- **Aim of the exercise**
Which lines of the data below contain the string "firefighter"? Pull out each such line in full, treating uppercase and lowercase as different.

----------------------------------------

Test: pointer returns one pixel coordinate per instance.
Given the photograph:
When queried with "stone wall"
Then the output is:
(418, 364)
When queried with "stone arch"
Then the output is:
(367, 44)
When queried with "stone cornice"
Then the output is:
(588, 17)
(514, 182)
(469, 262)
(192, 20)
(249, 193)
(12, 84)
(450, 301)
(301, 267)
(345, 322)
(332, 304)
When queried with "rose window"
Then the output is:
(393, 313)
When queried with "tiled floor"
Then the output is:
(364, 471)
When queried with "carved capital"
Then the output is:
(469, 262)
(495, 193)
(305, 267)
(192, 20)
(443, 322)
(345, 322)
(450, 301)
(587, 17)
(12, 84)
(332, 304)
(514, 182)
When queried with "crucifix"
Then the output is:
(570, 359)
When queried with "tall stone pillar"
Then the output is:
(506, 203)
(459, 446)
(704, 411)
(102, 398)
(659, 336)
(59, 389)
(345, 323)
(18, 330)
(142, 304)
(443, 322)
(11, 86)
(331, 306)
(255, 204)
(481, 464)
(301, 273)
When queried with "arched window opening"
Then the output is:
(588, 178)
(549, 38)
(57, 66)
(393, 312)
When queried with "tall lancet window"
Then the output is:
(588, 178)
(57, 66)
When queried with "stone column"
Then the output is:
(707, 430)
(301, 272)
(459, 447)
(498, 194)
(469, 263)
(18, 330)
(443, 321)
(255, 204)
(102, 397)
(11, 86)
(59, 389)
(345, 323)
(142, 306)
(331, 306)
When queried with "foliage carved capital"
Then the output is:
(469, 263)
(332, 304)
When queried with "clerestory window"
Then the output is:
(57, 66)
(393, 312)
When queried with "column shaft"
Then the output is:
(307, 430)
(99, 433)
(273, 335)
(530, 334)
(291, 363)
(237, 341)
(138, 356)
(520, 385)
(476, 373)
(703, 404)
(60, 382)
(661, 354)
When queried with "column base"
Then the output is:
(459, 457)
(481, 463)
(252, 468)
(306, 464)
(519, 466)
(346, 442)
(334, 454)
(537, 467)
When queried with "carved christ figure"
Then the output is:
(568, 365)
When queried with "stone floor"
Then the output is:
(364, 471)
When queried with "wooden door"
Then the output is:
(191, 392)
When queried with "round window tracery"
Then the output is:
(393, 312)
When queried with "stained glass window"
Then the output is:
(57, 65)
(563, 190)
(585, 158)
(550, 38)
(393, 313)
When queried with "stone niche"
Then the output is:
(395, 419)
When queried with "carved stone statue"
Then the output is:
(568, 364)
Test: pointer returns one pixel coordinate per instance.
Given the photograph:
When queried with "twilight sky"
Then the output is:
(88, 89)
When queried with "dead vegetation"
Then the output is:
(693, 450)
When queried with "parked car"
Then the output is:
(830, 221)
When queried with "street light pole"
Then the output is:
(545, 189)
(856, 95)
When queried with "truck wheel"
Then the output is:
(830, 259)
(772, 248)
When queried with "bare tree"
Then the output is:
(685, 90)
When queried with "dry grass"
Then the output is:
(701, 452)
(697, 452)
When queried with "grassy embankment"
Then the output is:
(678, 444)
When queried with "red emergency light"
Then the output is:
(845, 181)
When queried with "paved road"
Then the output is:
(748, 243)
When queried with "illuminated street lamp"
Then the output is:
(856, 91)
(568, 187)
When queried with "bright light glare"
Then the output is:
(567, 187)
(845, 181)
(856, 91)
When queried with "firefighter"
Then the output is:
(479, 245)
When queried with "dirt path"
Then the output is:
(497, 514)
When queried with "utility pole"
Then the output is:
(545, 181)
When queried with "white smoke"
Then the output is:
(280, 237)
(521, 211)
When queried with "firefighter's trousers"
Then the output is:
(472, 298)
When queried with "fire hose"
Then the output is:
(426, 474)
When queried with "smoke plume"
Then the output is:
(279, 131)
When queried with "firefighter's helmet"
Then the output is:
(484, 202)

----------------------------------------

- **Final result**
When queried with "firefighter"
When queried with "firefighter's trousers"
When queried with "firefighter's helmet"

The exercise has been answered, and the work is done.